Malacca’dan saat 10.00 otobüsü ile ayrıldım, Penang’a vardığımda sabah 4’tü. Yerel otobüsler çalışmıyordu daha ve şehrin ‘kalbi’ olan Georgetown’a gitmek için terminalde beklemeye başladım.
Ama tek başıma değildim. Benimle aynı otobüste gelen birkaç yabancı daha vardı. Hepimizin yönü belliydi. Hep beraber oturup beklemeye başladık. İlk otobüsün 6’da kalkacağını söylediler ya da 7. İlk bir iki saat muhabbet ettik yanımdaki iki Japon kızla. Onlar bu tarafa sadece bir aylığına kaçabilmişler. Hızlandırılmış turdaydılar. Yorgunluk üzerimize iyice çökünce sesimiz soluğumuz da iyice kesildi.
Önümüzden bir sürü otobüs geçiyordu, ama hiçbiri Georgetown’a gitmiyordu. En sonunda otobüse bindiğimizde saat 7.30’du.
Burada ise Joolz’da kalacaktım. Joolz , yarı İranlı yarı İngiliz, İngiltere’de doğu büyümüş 8 sene Ko Phangan’da yaşadıktan sonra da buraya yerleşmişti. Geldiğimde mesaj atacaktım ona. Ama ne zaman denesem mesajlarım ulaşmıyordu, en sonunda email atıp beklemeye başladım.
+---+
**Yapılacak iş**
Penang yolculuğunu anlatan metni son cümlesinin ardından sürdürün. Kayıtlara burada ihtiyaç yok.

**Veri kayıtları**
+---+
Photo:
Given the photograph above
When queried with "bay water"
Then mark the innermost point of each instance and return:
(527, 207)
+---+
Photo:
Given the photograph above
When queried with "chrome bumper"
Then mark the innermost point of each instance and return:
+---+
**Alıştırmanın cevabı**
Kablosuz internet vardı. Tüm şehirde ve otobüslerde bile. Ama bilgisayarımın şarjı bitiyordu. Bilgisayarımı şarj edebilmek için bir kafeye girdim. Tam şarjı taktım ki benden saatine 2 RM istediler. Hade leyn dedim. Bu küçük hesaplar beni cidden benden alıyordu...
Penang, Malezya’nın Kuzeybatısın’da yer alan bir adaydı. Büyükçe. Ana kara ile bağlantısı Butterworth’tendi. 8,4 km’lik bir köprüyle birbirine bağlanıyordu. Adada güzel plajlar vardı ama Malay, Çin, Hint ve Avrupa etkisindeki kültürel tarihinden dolayı Unesco’nun Dünya Mirasları listesindeydi. İkinci dünya savaşı öncesi everi ve dükkanları, 19. Yüzyıl kiliseleri, tapınakları, camileri ve sömürü binaları ile özellikle başkent Georgetown’un ‘turist’ yeriydi. Bir de ‘yemek’ ve mutfak çeşitliliği...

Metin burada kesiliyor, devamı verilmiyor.